[[ Material to process, beginning ]]
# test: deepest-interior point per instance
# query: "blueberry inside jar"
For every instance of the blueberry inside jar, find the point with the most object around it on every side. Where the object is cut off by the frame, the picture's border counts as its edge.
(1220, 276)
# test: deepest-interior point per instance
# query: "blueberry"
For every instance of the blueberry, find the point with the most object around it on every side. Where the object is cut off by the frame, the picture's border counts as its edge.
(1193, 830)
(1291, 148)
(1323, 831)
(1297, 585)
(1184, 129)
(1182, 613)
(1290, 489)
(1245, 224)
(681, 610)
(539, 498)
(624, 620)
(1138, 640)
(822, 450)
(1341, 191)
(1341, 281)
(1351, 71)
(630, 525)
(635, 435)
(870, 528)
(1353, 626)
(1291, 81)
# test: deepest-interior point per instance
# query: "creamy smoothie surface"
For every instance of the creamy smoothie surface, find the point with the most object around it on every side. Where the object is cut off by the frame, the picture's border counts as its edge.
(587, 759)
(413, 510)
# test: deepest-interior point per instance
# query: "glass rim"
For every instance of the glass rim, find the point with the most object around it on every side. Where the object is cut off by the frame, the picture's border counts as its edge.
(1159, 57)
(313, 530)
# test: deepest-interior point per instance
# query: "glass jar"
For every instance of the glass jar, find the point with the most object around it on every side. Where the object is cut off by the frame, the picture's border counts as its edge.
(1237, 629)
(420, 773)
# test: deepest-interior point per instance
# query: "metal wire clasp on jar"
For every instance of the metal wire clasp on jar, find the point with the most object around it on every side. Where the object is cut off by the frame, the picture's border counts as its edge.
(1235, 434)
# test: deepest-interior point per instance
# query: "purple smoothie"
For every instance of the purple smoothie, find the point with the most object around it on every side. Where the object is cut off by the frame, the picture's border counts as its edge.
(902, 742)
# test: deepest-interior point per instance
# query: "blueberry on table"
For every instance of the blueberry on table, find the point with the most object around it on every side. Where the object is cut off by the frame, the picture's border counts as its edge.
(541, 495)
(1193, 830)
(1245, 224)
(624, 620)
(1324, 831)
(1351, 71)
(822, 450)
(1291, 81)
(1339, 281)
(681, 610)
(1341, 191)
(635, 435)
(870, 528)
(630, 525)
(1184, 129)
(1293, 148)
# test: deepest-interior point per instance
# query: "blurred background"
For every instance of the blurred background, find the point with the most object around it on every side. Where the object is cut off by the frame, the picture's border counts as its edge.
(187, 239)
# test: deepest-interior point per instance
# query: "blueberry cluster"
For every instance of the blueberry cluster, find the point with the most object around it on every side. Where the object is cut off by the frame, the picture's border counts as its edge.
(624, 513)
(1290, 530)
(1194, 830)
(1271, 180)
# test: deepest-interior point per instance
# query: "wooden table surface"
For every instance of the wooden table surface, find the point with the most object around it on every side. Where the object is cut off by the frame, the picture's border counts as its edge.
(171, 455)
[[ Material to process, end ]]
Lines with the word "query": report how many there are in the entries, as a bare number.

11